_AVAILABLE DATA_:
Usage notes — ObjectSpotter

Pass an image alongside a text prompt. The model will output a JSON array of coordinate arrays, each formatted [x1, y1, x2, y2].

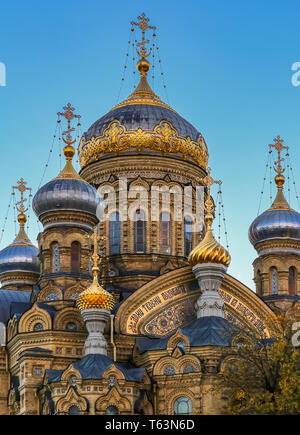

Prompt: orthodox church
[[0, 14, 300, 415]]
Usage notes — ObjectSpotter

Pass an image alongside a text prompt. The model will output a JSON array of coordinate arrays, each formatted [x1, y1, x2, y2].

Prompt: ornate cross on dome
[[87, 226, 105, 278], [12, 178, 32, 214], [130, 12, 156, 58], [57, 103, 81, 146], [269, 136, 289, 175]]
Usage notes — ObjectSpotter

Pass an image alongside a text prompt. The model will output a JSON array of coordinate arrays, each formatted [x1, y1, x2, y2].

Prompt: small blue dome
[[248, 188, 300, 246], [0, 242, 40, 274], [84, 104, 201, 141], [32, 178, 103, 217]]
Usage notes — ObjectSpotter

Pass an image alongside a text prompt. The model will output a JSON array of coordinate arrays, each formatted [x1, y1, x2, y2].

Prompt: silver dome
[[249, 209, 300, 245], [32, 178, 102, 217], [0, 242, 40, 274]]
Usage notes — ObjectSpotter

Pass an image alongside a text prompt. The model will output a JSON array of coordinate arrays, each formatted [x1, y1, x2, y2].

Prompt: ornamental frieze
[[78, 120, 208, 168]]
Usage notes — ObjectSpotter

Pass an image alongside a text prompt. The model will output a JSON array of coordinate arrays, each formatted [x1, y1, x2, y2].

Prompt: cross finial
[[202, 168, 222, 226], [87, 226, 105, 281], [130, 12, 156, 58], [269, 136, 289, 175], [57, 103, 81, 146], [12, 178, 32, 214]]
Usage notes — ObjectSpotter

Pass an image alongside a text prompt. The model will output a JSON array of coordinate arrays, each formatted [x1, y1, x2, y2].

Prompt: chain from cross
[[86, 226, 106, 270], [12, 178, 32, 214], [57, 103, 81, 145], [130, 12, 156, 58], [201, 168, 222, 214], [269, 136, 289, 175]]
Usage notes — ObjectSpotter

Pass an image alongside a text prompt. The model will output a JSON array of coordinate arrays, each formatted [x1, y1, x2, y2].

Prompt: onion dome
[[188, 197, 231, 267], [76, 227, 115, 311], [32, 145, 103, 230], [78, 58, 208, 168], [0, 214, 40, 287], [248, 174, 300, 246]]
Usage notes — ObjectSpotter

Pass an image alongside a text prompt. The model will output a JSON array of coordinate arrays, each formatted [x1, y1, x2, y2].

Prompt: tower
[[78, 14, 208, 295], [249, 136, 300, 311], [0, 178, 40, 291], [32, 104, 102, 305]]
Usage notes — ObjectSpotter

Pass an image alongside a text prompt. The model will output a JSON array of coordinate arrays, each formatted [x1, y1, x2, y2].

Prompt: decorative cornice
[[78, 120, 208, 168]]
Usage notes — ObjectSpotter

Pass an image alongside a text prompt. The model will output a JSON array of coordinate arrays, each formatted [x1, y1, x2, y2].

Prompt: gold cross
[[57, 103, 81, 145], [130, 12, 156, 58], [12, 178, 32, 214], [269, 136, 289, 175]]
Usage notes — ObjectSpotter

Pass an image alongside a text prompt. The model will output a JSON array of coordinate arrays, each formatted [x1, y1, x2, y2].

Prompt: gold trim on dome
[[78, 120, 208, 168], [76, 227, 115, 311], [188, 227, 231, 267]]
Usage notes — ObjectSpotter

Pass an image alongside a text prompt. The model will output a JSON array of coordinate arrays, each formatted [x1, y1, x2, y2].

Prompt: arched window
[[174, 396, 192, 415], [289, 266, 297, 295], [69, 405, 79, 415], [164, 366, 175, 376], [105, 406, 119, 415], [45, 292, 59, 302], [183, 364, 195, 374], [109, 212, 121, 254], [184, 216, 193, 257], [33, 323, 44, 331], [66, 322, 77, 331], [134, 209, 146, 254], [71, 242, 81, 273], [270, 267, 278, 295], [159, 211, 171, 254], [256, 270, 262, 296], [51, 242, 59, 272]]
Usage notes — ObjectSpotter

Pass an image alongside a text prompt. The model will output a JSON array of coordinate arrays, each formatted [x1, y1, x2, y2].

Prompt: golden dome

==

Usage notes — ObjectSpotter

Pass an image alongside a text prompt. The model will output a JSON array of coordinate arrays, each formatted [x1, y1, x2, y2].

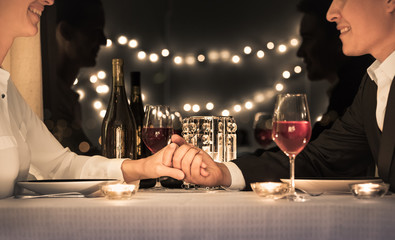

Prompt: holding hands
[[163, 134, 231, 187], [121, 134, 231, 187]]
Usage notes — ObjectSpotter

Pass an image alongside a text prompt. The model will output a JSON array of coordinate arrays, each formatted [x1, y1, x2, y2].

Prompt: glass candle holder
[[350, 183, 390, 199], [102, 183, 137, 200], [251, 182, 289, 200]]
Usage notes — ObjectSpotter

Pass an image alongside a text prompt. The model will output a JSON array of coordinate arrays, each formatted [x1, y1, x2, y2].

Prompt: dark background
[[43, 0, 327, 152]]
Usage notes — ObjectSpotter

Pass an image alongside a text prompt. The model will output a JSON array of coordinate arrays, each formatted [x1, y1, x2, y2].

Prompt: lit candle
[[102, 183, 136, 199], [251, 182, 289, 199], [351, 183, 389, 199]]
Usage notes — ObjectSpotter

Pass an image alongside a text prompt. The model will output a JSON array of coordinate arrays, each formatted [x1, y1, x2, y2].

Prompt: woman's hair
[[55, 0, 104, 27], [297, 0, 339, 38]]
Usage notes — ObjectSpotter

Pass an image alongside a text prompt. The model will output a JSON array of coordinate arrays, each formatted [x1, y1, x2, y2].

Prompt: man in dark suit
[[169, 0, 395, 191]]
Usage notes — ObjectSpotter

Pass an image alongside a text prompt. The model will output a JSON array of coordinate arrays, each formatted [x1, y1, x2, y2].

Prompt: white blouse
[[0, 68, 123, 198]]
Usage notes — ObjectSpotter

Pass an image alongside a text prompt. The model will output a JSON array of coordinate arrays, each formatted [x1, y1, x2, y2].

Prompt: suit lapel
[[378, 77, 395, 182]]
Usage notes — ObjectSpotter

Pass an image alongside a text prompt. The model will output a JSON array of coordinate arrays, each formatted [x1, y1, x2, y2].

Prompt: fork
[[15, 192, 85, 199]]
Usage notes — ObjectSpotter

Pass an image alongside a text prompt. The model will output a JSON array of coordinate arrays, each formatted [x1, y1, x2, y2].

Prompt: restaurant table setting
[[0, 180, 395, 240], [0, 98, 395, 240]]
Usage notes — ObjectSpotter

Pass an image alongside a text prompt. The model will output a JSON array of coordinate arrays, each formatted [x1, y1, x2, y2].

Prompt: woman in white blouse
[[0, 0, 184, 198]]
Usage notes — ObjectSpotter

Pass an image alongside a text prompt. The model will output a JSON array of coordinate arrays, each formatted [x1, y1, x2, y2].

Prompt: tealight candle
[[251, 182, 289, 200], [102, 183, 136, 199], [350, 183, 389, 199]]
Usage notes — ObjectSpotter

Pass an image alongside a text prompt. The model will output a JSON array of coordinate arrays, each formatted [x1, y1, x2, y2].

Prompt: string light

* * *

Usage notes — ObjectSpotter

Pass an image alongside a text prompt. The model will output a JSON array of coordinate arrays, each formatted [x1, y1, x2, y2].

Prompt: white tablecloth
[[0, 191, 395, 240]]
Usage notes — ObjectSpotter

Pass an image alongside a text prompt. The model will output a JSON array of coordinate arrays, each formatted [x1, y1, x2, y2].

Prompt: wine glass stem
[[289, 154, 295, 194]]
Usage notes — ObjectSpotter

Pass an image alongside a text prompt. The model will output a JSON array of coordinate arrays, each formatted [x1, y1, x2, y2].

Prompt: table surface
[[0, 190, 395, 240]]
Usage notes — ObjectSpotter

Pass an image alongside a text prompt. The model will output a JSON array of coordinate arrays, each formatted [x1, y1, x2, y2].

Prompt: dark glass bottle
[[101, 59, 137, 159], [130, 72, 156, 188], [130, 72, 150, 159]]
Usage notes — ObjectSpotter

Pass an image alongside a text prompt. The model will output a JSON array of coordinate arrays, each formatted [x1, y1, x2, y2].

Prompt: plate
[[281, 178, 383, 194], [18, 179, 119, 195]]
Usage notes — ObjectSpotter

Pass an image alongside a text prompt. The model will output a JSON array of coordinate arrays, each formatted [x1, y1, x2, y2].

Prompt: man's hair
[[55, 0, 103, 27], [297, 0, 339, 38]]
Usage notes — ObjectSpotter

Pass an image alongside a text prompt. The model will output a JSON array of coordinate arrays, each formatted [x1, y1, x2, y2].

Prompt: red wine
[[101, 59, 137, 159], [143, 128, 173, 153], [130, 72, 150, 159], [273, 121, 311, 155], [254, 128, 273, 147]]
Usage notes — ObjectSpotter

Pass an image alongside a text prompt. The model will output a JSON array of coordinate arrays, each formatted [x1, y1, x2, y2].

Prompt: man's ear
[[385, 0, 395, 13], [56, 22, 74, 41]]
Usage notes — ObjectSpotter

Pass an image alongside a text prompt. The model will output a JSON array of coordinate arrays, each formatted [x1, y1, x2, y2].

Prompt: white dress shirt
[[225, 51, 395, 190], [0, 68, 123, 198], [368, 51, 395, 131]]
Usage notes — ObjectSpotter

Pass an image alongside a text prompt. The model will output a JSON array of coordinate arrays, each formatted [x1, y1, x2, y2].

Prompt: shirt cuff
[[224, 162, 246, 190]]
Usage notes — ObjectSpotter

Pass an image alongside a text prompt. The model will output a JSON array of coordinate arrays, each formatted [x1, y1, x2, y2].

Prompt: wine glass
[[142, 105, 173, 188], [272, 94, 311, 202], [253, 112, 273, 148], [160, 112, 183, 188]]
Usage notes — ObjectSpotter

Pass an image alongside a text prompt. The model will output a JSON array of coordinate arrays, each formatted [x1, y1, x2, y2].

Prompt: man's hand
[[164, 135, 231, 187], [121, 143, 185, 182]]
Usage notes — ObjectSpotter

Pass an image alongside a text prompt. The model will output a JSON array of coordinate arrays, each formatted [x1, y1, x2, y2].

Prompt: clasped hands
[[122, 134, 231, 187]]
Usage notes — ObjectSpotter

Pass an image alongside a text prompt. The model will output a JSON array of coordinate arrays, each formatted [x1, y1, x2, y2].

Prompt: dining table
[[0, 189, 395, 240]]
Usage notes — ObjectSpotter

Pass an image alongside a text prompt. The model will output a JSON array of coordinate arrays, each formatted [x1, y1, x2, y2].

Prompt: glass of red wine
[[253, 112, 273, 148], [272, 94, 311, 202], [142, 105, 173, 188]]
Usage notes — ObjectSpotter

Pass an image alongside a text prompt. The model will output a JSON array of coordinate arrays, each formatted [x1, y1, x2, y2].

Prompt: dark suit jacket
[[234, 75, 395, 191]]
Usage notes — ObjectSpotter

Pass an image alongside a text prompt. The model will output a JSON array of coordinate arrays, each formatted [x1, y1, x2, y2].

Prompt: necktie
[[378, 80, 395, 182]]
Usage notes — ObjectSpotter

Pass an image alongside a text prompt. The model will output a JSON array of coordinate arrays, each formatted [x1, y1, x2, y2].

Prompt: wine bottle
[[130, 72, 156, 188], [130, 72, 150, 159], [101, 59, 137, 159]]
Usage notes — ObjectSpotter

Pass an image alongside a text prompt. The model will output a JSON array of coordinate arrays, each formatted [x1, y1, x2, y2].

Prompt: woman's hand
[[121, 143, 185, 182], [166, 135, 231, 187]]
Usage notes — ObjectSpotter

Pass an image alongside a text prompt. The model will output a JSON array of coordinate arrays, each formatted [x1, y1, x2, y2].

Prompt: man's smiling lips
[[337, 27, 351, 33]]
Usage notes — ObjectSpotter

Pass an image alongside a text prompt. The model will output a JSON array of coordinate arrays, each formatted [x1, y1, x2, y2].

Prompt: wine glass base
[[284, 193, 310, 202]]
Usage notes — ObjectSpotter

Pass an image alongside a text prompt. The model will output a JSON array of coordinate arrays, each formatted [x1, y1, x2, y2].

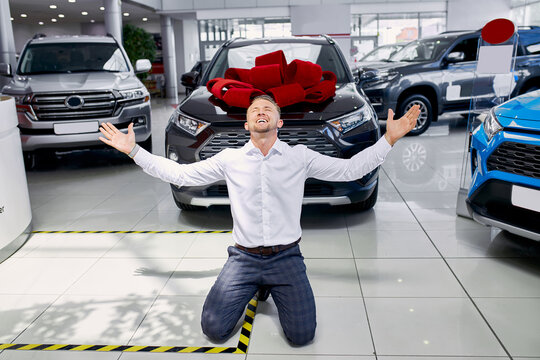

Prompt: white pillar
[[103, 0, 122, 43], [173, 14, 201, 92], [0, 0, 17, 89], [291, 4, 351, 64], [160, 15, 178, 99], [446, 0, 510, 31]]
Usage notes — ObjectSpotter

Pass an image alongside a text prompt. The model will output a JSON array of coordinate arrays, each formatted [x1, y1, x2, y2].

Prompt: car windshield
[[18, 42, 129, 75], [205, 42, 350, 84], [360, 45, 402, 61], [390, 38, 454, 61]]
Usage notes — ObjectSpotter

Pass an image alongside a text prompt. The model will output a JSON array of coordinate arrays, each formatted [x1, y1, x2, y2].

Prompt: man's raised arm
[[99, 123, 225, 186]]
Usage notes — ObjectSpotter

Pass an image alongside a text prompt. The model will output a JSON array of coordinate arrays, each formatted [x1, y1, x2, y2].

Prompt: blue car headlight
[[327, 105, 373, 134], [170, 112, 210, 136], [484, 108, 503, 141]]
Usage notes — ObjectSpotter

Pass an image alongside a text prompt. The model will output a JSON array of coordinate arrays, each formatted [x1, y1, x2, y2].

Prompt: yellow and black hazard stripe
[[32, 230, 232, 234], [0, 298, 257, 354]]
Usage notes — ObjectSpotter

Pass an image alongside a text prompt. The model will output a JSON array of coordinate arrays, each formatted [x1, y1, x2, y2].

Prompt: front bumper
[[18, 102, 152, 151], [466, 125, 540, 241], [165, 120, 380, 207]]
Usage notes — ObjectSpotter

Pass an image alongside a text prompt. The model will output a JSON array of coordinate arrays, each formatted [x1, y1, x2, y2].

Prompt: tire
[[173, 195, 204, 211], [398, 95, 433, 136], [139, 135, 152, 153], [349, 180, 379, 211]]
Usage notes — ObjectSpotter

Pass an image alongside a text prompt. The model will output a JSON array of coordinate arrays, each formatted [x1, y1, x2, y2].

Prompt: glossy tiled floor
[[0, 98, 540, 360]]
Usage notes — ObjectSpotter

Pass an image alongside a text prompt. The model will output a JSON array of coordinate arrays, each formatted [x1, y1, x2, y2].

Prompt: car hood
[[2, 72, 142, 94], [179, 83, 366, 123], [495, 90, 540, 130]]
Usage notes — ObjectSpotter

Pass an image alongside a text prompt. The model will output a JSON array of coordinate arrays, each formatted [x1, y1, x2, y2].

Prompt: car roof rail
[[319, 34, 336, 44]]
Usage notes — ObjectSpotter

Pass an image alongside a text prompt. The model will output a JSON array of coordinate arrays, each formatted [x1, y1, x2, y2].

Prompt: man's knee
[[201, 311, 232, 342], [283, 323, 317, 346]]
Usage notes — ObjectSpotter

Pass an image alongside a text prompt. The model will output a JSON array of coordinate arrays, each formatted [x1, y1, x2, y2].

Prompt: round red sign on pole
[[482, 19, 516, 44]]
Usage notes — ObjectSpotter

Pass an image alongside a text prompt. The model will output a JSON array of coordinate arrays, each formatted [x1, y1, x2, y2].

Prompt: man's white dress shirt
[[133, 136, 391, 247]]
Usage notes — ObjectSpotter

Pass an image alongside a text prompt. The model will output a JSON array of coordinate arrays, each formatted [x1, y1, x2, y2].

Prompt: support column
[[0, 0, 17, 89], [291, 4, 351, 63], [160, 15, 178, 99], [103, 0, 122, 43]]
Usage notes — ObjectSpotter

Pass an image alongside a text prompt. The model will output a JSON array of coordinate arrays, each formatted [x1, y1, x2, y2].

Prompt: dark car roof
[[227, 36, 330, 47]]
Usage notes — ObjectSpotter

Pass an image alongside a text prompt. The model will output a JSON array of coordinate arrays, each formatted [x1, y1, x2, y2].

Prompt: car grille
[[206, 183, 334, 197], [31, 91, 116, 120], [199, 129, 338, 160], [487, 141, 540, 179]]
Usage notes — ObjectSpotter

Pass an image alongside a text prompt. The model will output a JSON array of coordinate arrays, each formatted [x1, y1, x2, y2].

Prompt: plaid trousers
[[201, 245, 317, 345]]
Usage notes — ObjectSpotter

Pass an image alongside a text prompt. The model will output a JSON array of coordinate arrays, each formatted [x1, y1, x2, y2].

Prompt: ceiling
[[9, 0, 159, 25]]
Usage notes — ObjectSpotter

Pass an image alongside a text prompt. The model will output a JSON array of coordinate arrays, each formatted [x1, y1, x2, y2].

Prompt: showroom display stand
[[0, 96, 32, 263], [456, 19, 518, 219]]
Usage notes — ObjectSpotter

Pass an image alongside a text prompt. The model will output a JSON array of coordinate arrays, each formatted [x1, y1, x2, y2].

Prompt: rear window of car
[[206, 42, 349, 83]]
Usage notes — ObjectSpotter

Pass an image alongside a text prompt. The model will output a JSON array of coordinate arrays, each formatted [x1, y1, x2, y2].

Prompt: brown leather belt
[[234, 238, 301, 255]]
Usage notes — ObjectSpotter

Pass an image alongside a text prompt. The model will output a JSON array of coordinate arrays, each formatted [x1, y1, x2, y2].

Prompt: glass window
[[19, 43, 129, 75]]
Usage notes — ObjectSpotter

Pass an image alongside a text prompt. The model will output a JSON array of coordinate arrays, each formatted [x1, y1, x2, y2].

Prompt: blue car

_EXERCISE_: Locate every line in the records that contains the word "dark", and copy each of those lines.

_IN RESPONSE_:
Prompt: dark background
Prompt: man in dark suit
Prompt: dark glass bottle
Prompt: dark suit jacket
Prompt: dark car roof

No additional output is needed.